> _Selected text_
BEGIN
Ethan Vishniac presented his views to support his ideas that overthrusts
actually occurred. Among his six points are the following implicit
observations or fallacies:
	1. That sections of the Earth's surface appear to be moving
	   relative to one another at typical rates of about 1"/year.
	2. That these motions are persistent?
Observation: how do we know that the 1"/year has been so for the 4.5
billion years of Vishniac's point 3?
	4. That 4.5 billion years * 1"/year = 71,000 miles.
	5. That the above points imply that continents have more than
	   enough time to collide repeatedly.
Observations: would the continents "collide repeatedly"? If the 1"/year
motion has been continuing for 4.5E9 years, the continents would have
all come back together again!

The big problem with "overthrust geology" is the complete lack of
evidence that it ever occurred. The challenge to the evolutionist: APART
FROM THE ASSUMPTION OF EVOLUTION, what evidence is there that
overthrusting has occurred? There is very good evidence that it hasn't -
* we're not talking about a few small boulders moved by a flood (:-);
  these rocks are HUGE and the distances on the order of 35 miles!
* a noticeable absence of brecciation at the contact plane (i.e., moving
  the top rock into place should have devastated the surfaces of both
  rocks. The contact plane is particularly noted because later surface
  erosion could not occur there).
* the rock on top rests very comfortably on the rock below - not a very
  natural occurrence, yet distinctly present in all "overthrusts."

To the contrary of Bill Jefferys claim, it is not Flood Geology which is
preposterous, it is evolutionary geology which has more holes than a tax law.
-- 
		The Ice Floe of Larry Bickford
		{amd,decwrl,sun,idi,ittvax}!qubix!lab

You can't settle the issue until you've settled how to settle the issue.
END
Return everything from "5. That the" down to "of 35 miles!" in the overthrust geology post above, copied word for word.

> _Supplied records_
BEGIN
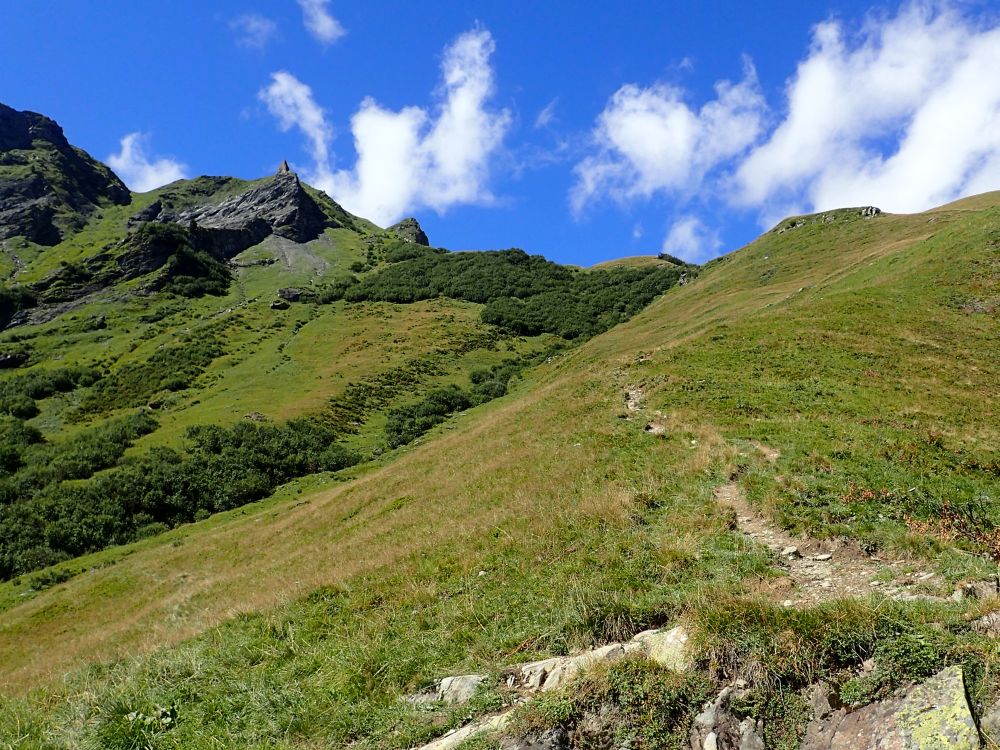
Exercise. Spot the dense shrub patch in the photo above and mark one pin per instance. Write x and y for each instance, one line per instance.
(219, 469)
(19, 393)
(172, 368)
(523, 293)
(13, 299)
(406, 423)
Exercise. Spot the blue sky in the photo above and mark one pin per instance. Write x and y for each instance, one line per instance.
(582, 131)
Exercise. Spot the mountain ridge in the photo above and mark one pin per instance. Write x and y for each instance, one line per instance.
(556, 495)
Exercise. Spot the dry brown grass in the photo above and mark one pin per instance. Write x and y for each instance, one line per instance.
(514, 469)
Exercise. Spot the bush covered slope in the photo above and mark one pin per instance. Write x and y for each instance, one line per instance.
(840, 374)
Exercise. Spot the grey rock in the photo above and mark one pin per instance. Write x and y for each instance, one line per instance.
(459, 689)
(934, 714)
(550, 739)
(716, 728)
(988, 624)
(989, 723)
(667, 648)
(410, 230)
(280, 206)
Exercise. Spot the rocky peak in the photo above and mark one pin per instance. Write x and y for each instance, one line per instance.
(19, 130)
(410, 230)
(278, 205)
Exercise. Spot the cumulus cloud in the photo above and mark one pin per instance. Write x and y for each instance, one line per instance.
(292, 104)
(649, 140)
(904, 114)
(901, 110)
(689, 239)
(408, 158)
(546, 115)
(137, 171)
(319, 22)
(253, 30)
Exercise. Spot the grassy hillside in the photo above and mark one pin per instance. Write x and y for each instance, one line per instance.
(842, 373)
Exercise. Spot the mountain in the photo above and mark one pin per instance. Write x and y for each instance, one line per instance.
(48, 188)
(274, 496)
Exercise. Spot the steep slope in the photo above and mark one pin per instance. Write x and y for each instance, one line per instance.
(841, 372)
(48, 188)
(192, 351)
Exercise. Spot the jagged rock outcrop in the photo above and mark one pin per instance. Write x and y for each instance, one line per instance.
(933, 714)
(409, 229)
(717, 728)
(48, 187)
(278, 205)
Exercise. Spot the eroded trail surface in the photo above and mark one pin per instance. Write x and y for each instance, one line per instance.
(820, 570)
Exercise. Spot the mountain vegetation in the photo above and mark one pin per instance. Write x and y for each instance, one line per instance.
(268, 476)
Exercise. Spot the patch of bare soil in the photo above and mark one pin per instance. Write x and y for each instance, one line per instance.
(822, 570)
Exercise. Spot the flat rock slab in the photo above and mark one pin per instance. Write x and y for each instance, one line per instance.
(930, 716)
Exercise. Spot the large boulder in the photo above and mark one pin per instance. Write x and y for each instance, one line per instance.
(410, 230)
(934, 714)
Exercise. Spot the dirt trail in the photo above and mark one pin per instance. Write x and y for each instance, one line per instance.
(821, 570)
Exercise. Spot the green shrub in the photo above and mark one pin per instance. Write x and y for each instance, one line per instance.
(640, 704)
(406, 423)
(172, 368)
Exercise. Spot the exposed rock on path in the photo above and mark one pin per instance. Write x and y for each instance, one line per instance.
(821, 570)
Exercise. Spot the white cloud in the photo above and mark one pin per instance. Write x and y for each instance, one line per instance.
(904, 114)
(253, 30)
(292, 104)
(901, 111)
(649, 140)
(137, 171)
(408, 158)
(319, 22)
(546, 115)
(689, 239)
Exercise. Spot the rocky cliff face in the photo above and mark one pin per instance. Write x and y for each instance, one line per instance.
(48, 187)
(411, 231)
(280, 206)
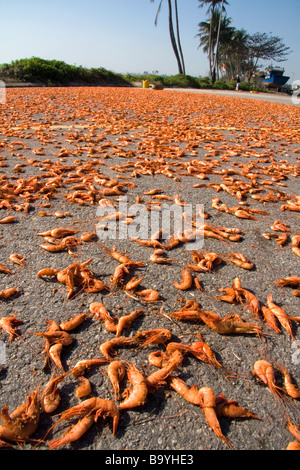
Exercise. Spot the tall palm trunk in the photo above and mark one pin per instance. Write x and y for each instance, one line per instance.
(178, 37)
(218, 41)
(175, 44)
(173, 39)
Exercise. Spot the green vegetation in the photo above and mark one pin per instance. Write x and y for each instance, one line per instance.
(41, 72)
(57, 73)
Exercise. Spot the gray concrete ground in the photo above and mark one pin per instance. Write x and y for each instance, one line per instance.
(79, 121)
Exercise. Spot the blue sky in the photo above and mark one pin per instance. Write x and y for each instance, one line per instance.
(120, 35)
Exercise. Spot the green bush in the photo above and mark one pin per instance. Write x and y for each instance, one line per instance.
(204, 82)
(57, 72)
(244, 86)
(220, 85)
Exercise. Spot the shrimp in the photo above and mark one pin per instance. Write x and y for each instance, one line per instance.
(157, 257)
(54, 354)
(108, 347)
(203, 352)
(47, 272)
(270, 319)
(230, 324)
(82, 366)
(155, 336)
(74, 322)
(50, 396)
(23, 421)
(292, 390)
(91, 409)
(6, 324)
(158, 378)
(54, 337)
(253, 302)
(148, 295)
(8, 219)
(295, 445)
(208, 405)
(116, 372)
(240, 260)
(203, 397)
(100, 311)
(281, 315)
(84, 387)
(126, 320)
(119, 274)
(190, 394)
(121, 257)
(230, 295)
(265, 372)
(133, 283)
(230, 409)
(4, 269)
(293, 281)
(74, 433)
(136, 394)
(294, 429)
(187, 280)
(10, 292)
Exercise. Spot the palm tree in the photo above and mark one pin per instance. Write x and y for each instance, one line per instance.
(214, 35)
(212, 5)
(176, 43)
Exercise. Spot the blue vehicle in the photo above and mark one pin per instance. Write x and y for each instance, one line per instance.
(274, 78)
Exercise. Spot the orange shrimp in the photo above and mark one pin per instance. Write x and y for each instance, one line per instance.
(155, 336)
(47, 272)
(240, 260)
(55, 353)
(4, 269)
(265, 371)
(292, 390)
(148, 295)
(231, 409)
(136, 394)
(270, 319)
(158, 378)
(91, 409)
(74, 433)
(126, 320)
(6, 324)
(108, 347)
(50, 396)
(10, 292)
(190, 394)
(23, 421)
(281, 315)
(84, 388)
(187, 280)
(82, 366)
(116, 372)
(157, 257)
(208, 405)
(74, 322)
(8, 219)
(100, 311)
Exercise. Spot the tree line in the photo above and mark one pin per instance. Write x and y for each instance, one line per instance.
(231, 52)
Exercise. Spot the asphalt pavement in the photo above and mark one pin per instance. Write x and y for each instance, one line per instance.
(63, 137)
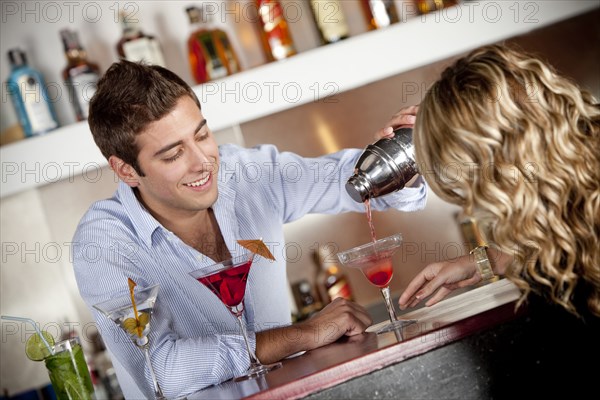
END
> _Complete answer_
5. That the above points imply that continents have more than
	   enough time to collide repeatedly.
Observations: would the continents "collide repeatedly"? If the 1"/year
motion has been continuing for 4.5E9 years, the continents would have
all come back together again!

The big problem with "overthrust geology" is the complete lack of
evidence that it ever occurred. The challenge to the evolutionist: APART
FROM THE ASSUMPTION OF EVOLUTION, what evidence is there that
overthrusting has occurred? There is very good evidence that it hasn't -
* we're not talking about a few small boulders moved by a flood (:-);
  these rocks are HUGE and the distances on the order of 35 miles!